AVAILABLE DATA:
▶
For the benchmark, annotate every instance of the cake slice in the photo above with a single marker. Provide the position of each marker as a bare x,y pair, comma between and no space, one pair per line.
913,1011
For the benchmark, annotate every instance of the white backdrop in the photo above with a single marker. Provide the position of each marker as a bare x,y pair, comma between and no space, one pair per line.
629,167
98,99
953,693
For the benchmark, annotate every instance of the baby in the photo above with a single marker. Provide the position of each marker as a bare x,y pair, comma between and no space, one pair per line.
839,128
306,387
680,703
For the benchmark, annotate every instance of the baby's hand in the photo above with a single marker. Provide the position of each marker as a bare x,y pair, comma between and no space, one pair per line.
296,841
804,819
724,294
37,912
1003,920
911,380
◀
▶
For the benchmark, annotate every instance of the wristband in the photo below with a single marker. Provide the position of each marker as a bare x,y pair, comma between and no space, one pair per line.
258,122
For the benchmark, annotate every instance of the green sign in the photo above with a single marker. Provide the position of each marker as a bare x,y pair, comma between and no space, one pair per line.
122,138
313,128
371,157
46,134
◀
WHAT TO DO:
Copy out, in full, each line of the items above that contains the word "annotate".

SOLUTION TO THE PROBLEM:
For the benchmark, annotate every instance of the cake slice in the photo above with a single marker. Provide the position of each marker as a bare x,y pair, comma between and no space, one pair per line.
For the benchmark, annotate every instance of the white backdrop in the photo above with a single marker. Provide the position of each marker as a bare x,y pair, comma between and no space, one pair per line.
For the benchmark, annotate every instance of the baby in the photo above with a single marker. Provide the position of each marker as a bare x,y pair, comma between and no space, one pair per line.
For the benchmark, annotate every instance of the baby's hand in the photo above with a single marker. Provide the position of each marker as a bare x,y pair, comma between and no space, one pair per line.
For the benchmark, annotate every instance of the wristband in the photo below with a single marker. Provide the position of each marker as a bare x,y pair, comma between and no space, one pair per line.
For the benchmark, annotate every instance of the green sign in the photo above with a single marker. Provide the position of each marker as a bare x,y pair, comma between and no space, one pair per line.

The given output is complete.